YOUR TASK:
Please identify every line of the items that contains the word "door" and copy each one. Case counts.

EXTRACTED INFORMATION:
--------------------

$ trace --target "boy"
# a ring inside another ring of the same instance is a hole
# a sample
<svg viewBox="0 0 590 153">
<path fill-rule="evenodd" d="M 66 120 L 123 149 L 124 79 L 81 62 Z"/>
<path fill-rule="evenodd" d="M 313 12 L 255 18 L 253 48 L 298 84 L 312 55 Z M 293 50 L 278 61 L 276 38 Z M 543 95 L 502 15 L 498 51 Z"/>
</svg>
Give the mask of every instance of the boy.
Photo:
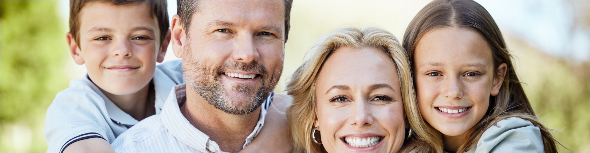
<svg viewBox="0 0 590 153">
<path fill-rule="evenodd" d="M 48 152 L 114 152 L 114 139 L 159 114 L 179 60 L 164 59 L 170 32 L 166 1 L 70 2 L 72 57 L 88 74 L 56 95 L 47 110 Z"/>
</svg>

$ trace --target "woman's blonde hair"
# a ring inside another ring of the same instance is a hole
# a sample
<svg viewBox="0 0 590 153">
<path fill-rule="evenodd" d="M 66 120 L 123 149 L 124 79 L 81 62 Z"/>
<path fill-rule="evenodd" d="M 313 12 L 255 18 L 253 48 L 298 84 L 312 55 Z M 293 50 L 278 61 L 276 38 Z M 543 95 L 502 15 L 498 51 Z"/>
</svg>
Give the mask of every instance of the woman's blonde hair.
<svg viewBox="0 0 590 153">
<path fill-rule="evenodd" d="M 491 48 L 494 66 L 498 68 L 503 63 L 508 69 L 504 76 L 504 82 L 500 92 L 490 96 L 490 106 L 484 117 L 468 130 L 464 138 L 465 143 L 457 152 L 464 152 L 476 145 L 486 129 L 498 121 L 510 117 L 519 117 L 530 121 L 540 129 L 543 144 L 546 152 L 557 152 L 559 144 L 547 128 L 537 118 L 533 107 L 520 85 L 512 59 L 500 29 L 490 14 L 483 6 L 473 1 L 433 1 L 424 6 L 414 18 L 404 35 L 404 48 L 412 57 L 420 38 L 427 32 L 437 28 L 456 27 L 473 30 L 481 35 Z M 497 69 L 496 75 L 500 75 Z M 434 128 L 428 124 L 424 127 L 431 131 Z M 430 135 L 442 134 L 438 131 Z M 431 144 L 437 152 L 442 151 L 442 139 Z"/>
<path fill-rule="evenodd" d="M 313 142 L 311 132 L 314 127 L 316 114 L 315 84 L 317 74 L 326 59 L 336 49 L 342 47 L 354 49 L 374 48 L 385 51 L 395 64 L 399 76 L 405 120 L 412 128 L 409 138 L 404 141 L 400 151 L 436 151 L 430 144 L 434 142 L 432 135 L 422 128 L 425 125 L 416 105 L 415 91 L 412 81 L 408 56 L 397 38 L 379 28 L 343 27 L 328 34 L 316 46 L 309 59 L 304 61 L 293 73 L 287 83 L 287 94 L 293 98 L 293 104 L 287 109 L 287 118 L 290 125 L 294 152 L 326 152 L 323 147 Z M 437 138 L 437 137 L 434 137 Z M 438 138 L 440 139 L 440 138 Z M 430 141 L 427 141 L 427 139 Z"/>
</svg>

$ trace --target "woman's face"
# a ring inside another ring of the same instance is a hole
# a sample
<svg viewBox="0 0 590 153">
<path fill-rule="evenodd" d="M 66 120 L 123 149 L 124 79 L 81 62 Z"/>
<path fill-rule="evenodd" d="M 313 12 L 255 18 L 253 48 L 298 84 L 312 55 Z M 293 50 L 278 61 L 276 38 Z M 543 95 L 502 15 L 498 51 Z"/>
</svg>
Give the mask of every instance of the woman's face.
<svg viewBox="0 0 590 153">
<path fill-rule="evenodd" d="M 422 117 L 447 136 L 462 135 L 485 115 L 498 94 L 491 49 L 479 34 L 454 28 L 429 31 L 419 40 L 414 68 Z M 505 72 L 506 64 L 498 70 Z"/>
<path fill-rule="evenodd" d="M 399 151 L 405 122 L 396 72 L 380 49 L 342 48 L 330 55 L 315 87 L 314 126 L 326 151 Z"/>
</svg>

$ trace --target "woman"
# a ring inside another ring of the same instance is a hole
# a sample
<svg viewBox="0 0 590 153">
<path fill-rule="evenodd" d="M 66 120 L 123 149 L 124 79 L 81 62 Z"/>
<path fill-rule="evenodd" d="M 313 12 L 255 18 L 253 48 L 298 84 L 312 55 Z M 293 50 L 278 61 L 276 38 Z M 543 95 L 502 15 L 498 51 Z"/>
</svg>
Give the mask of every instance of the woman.
<svg viewBox="0 0 590 153">
<path fill-rule="evenodd" d="M 424 122 L 407 56 L 395 36 L 345 27 L 317 46 L 287 86 L 294 152 L 435 151 L 425 131 L 411 128 Z"/>
</svg>

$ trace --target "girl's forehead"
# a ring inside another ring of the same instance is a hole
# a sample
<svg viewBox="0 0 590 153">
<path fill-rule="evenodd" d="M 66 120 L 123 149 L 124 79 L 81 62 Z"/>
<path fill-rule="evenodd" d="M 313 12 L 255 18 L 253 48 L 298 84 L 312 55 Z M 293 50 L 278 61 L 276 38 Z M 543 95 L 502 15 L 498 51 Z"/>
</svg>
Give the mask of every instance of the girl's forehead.
<svg viewBox="0 0 590 153">
<path fill-rule="evenodd" d="M 493 63 L 487 41 L 472 30 L 441 28 L 427 32 L 414 50 L 416 66 L 465 65 L 487 65 Z"/>
</svg>

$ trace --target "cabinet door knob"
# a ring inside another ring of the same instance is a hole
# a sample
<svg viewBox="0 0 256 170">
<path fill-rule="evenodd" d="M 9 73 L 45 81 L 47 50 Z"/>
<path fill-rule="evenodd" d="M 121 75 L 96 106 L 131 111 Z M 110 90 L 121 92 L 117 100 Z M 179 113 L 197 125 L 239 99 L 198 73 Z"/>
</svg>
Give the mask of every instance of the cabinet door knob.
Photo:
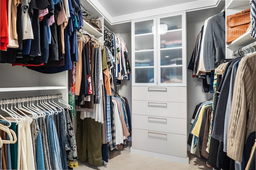
<svg viewBox="0 0 256 170">
<path fill-rule="evenodd" d="M 151 132 L 150 131 L 148 131 L 148 133 L 149 134 L 150 133 L 152 133 L 153 134 L 157 134 L 157 135 L 162 135 L 166 136 L 167 137 L 167 134 L 165 133 L 160 133 L 159 132 Z"/>
<path fill-rule="evenodd" d="M 167 107 L 167 103 L 149 102 L 148 103 L 148 106 Z"/>
<path fill-rule="evenodd" d="M 162 119 L 162 120 L 165 120 L 166 121 L 167 121 L 167 118 L 151 117 L 150 117 L 150 116 L 148 116 L 148 119 Z"/>
<path fill-rule="evenodd" d="M 148 87 L 148 92 L 167 92 L 167 88 L 166 87 Z"/>
</svg>

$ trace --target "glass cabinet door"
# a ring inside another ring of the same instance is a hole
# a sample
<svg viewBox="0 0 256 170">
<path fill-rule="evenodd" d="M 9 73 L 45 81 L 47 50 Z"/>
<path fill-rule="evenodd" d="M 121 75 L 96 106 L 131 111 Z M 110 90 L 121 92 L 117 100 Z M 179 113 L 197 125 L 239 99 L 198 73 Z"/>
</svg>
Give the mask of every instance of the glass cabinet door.
<svg viewBox="0 0 256 170">
<path fill-rule="evenodd" d="M 156 18 L 132 22 L 133 84 L 156 85 Z"/>
<path fill-rule="evenodd" d="M 158 17 L 158 85 L 186 86 L 184 13 Z"/>
</svg>

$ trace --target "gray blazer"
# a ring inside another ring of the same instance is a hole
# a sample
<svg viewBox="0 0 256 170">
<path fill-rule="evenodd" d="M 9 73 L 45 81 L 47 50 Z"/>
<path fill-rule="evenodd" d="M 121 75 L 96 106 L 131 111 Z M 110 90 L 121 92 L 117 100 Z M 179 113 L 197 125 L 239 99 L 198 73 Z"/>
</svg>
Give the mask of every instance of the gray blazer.
<svg viewBox="0 0 256 170">
<path fill-rule="evenodd" d="M 222 12 L 210 18 L 204 41 L 204 64 L 206 71 L 214 70 L 215 61 L 226 58 L 225 13 Z"/>
</svg>

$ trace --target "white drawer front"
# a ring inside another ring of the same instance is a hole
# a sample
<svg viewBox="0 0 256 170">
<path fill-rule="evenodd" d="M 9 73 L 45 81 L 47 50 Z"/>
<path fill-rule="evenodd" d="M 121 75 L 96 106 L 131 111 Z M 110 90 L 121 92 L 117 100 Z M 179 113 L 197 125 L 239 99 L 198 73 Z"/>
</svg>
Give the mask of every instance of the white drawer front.
<svg viewBox="0 0 256 170">
<path fill-rule="evenodd" d="M 182 135 L 133 129 L 132 146 L 136 149 L 187 157 L 186 135 Z"/>
<path fill-rule="evenodd" d="M 186 123 L 185 119 L 132 115 L 132 127 L 135 129 L 186 135 Z"/>
<path fill-rule="evenodd" d="M 186 102 L 186 87 L 132 86 L 132 100 Z"/>
<path fill-rule="evenodd" d="M 132 113 L 164 117 L 186 118 L 185 103 L 132 100 Z"/>
</svg>

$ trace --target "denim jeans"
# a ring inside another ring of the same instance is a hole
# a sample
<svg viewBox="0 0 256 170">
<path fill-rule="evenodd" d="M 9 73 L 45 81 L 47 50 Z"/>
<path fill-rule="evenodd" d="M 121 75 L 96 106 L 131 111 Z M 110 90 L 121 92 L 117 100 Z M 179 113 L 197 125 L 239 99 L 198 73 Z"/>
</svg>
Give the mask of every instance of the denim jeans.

--------------------

OUTPUT OF THE TASK:
$ trace --target "cabinet door knob"
Give the mask of every instance of the cabinet door knob.
$ trace --target "glass cabinet door"
Give the mask of every instance of the glass cabinet door.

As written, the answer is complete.